* **Written instruction**
Rewrite the lines starting at the first one and ending at the line that contains "[[403, 87, 598, 147]]", changing every "Tag" to "Mark" and keeping everything else the same.

(Records from a data collection)
┄┄┄┄┄┄┄┄┄┄┄┄┄┄┄┄┄┄┄┄
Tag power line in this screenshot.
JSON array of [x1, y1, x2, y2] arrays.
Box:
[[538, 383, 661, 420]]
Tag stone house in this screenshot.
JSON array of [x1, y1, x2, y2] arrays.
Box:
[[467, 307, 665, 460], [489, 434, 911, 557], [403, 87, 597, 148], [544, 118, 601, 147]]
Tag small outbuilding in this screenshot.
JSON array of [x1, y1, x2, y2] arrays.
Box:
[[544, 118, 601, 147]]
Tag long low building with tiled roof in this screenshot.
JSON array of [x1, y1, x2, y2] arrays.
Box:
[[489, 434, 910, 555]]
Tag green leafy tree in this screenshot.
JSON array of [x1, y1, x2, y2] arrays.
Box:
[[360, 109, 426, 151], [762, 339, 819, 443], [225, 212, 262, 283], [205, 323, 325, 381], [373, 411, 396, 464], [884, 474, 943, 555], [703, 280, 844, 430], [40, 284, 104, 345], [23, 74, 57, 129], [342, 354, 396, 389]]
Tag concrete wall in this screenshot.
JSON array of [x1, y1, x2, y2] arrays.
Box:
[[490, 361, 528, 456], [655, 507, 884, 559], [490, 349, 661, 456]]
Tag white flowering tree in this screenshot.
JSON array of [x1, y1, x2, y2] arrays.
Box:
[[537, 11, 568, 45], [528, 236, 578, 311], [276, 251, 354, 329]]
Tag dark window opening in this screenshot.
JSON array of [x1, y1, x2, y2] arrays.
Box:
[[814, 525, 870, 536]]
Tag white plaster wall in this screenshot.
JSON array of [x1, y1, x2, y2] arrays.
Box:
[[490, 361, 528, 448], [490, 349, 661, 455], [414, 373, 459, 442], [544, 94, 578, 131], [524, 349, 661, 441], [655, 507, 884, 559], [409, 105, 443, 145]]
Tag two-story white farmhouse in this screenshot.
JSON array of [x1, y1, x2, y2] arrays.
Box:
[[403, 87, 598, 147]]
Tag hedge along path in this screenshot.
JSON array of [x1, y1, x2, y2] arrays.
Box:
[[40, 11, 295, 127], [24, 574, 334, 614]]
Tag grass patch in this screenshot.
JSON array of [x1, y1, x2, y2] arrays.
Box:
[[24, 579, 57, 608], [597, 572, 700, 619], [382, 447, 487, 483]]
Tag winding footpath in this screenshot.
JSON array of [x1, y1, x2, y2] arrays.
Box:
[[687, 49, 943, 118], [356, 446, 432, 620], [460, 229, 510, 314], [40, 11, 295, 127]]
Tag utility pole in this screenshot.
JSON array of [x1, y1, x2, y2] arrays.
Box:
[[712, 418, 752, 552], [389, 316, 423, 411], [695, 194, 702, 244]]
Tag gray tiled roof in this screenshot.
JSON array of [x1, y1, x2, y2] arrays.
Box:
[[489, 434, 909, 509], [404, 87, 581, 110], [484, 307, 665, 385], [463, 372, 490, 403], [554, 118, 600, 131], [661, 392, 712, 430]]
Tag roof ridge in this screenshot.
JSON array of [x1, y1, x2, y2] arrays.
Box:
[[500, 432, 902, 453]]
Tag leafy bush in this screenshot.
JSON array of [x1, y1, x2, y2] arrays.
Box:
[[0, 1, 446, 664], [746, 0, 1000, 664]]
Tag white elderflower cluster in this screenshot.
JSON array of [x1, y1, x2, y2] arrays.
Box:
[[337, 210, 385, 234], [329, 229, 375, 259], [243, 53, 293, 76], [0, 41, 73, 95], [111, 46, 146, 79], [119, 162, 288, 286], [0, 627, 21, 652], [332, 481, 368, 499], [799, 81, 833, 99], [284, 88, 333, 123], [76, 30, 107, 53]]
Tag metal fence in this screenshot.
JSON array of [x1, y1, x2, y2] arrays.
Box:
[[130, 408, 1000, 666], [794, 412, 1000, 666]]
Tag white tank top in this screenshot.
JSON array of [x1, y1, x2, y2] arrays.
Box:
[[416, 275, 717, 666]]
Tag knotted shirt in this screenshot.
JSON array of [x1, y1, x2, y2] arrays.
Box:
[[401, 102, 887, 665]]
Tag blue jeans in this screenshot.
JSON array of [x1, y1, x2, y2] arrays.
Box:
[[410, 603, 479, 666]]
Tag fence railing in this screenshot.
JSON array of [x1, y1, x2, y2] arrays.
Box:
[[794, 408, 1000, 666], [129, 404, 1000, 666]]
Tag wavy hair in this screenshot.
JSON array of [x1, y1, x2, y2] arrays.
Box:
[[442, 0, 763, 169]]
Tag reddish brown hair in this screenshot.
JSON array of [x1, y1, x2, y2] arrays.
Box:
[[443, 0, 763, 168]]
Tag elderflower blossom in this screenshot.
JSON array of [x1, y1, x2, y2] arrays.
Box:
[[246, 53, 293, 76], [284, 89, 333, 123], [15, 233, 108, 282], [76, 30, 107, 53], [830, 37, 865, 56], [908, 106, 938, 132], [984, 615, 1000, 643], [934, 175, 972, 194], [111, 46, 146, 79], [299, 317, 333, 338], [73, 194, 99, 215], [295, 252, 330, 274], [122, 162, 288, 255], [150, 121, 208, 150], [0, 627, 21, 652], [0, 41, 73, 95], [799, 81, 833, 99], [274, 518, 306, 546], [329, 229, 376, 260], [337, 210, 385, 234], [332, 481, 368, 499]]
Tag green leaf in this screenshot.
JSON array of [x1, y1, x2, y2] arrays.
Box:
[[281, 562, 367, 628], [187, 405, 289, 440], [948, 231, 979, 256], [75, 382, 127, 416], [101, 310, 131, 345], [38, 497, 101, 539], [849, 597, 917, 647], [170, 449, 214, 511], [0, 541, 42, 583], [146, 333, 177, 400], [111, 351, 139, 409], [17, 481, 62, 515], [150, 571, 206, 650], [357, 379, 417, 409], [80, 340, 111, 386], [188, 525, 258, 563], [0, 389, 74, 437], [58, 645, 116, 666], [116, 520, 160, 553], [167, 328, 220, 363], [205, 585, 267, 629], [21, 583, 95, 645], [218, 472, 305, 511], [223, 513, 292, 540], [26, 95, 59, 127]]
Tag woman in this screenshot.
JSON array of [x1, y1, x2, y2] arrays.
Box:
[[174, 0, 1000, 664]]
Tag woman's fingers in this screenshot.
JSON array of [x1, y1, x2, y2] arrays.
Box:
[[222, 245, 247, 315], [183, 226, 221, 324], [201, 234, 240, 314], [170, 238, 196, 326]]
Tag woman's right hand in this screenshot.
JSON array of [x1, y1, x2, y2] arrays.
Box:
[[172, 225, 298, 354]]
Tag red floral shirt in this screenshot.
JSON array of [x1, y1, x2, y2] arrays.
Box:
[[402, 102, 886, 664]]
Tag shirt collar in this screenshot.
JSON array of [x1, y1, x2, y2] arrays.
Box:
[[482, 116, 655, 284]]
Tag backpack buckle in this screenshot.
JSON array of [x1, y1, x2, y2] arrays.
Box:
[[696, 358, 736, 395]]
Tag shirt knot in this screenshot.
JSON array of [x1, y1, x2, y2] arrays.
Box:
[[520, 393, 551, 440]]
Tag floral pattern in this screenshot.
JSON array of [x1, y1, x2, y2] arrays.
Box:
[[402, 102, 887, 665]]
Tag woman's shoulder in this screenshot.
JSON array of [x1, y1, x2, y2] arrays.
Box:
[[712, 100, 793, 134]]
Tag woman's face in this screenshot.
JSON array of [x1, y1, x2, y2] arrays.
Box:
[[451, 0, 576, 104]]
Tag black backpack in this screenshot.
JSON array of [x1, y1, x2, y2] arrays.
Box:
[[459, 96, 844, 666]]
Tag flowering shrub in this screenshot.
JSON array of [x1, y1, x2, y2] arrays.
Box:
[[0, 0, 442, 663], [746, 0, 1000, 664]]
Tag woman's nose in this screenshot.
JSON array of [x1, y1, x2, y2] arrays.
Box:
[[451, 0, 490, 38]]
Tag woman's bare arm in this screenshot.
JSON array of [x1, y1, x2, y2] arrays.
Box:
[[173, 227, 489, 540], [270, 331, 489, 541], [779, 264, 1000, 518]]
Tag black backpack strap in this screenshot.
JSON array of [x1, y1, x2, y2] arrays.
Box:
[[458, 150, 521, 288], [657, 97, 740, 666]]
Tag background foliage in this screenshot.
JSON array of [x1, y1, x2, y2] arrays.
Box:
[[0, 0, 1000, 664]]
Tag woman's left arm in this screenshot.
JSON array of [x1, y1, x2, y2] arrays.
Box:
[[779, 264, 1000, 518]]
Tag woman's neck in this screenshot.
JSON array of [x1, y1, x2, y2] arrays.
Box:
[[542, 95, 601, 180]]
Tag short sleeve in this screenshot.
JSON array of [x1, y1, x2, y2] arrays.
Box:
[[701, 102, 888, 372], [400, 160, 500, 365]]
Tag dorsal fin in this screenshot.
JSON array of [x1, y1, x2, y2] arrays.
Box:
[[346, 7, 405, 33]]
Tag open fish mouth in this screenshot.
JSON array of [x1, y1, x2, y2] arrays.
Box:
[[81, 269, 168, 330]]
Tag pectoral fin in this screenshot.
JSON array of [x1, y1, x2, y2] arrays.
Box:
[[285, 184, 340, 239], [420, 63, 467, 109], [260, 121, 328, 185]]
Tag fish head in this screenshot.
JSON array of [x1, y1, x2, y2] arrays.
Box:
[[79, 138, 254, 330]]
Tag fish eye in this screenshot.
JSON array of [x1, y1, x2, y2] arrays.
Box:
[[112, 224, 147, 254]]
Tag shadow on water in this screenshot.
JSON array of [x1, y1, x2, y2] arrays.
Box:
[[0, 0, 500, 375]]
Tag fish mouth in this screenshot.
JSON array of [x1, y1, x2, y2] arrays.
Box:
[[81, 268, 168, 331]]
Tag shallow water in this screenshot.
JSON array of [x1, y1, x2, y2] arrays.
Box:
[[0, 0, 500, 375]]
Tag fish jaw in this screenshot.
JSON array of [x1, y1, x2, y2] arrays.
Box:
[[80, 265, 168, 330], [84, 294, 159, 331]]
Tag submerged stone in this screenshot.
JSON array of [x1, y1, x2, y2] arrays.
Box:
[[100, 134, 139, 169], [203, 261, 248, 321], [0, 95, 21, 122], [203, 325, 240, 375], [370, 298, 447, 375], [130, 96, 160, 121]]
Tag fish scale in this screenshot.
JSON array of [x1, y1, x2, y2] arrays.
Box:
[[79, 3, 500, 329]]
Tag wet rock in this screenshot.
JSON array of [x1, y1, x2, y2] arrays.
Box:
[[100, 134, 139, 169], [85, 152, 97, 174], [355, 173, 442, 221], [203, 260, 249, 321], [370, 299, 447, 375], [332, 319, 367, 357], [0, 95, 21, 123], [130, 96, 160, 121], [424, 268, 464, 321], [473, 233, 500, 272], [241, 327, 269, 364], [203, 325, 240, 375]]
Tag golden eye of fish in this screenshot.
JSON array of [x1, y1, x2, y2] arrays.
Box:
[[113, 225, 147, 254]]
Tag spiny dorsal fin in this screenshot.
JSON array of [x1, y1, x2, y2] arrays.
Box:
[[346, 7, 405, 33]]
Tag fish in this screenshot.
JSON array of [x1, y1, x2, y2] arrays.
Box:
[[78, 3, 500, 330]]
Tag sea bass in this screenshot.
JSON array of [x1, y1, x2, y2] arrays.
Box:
┄┄┄┄┄┄┄┄┄┄┄┄┄┄┄┄┄┄┄┄
* **Task result**
Mark power line in this screenshot.
JSON array of [x1, y1, x2, y2] arrays.
Box:
[[538, 383, 661, 420]]
Mark stone house in this screenshot.
JSON array of [x1, y1, x2, y2] arrays.
Box:
[[467, 307, 665, 460], [489, 434, 911, 557], [403, 87, 597, 148], [544, 118, 601, 147]]
Mark small outbuilding in this screenshot.
JSON array of [x1, y1, x2, y2] arrays.
Box:
[[544, 118, 601, 147]]
Mark long low building with tiled roof in this screenshot.
JSON array of [x1, y1, x2, y2] arrays.
Box:
[[489, 434, 910, 555]]
Mark green leafy tree in this screenshot.
JSON array of [x1, y1, x2, y2] arrays.
Box:
[[360, 109, 426, 151], [762, 339, 819, 443], [225, 212, 262, 283], [205, 323, 325, 381], [373, 411, 396, 464], [884, 474, 943, 555], [703, 280, 844, 430], [40, 284, 104, 345], [23, 74, 57, 129], [342, 354, 396, 389]]
Mark concrete wall in this screenshot.
JSON array of [x1, y1, x2, y2] arrays.
Box:
[[490, 361, 528, 456], [655, 507, 884, 559], [490, 349, 661, 456]]
Mark white flowering tree in this screenshot.
JSON array of [x1, y1, x2, y2] arrays.
Box:
[[537, 11, 568, 45], [528, 236, 578, 311], [276, 251, 354, 329]]
Mark dark window opening in this screenshot.
JSON array of [x1, y1, x2, y2] arrays.
Box:
[[814, 525, 870, 536]]
Mark white plaster wall in this screenshot.
JSON array of [x1, y1, x2, y2] arrays.
Box:
[[490, 361, 528, 448], [490, 349, 661, 455], [414, 373, 459, 442], [544, 94, 578, 131], [524, 349, 661, 441], [655, 507, 884, 559], [409, 105, 443, 145]]
Mark two-story white farmhouse in this screenshot.
JSON array of [x1, y1, x2, y2] arrays.
Box:
[[403, 87, 598, 147]]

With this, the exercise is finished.